## MATERIAL FORNECIDO
- - - - -

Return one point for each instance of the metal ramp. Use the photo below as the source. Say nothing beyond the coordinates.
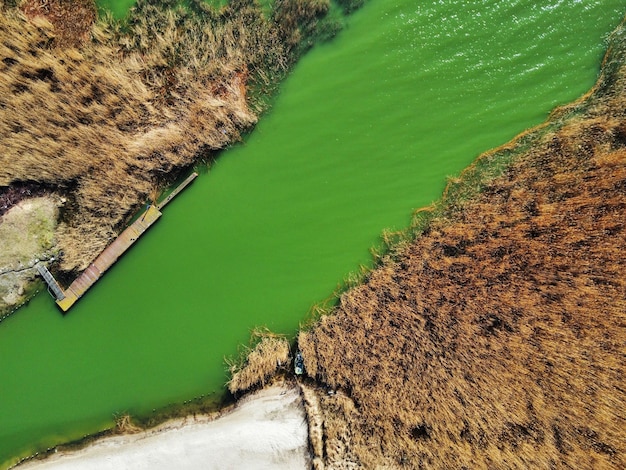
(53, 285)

- - - - -

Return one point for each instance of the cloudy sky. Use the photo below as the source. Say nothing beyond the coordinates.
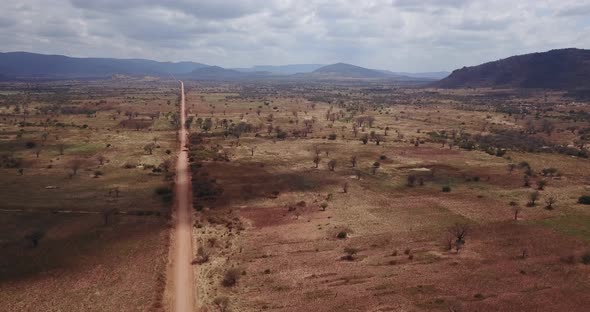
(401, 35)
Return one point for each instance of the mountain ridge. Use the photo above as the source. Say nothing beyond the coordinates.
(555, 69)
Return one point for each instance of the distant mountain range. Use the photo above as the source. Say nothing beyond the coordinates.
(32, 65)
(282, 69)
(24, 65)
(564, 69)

- - - - -

Por favor, mostre todas as linhas do material acima que contêm a palavra "below". Maiúsculas e minúsculas devem ser diferenciadas.

## RESULTADO COMPLETO
Return one point for each instance of the metal ramp. Use the photo below as the source. Say nothing beyond the coordinates.
Return one point for each instance of the cloudy sky. Use the photo below as the source. Say nothing beyond the coordinates.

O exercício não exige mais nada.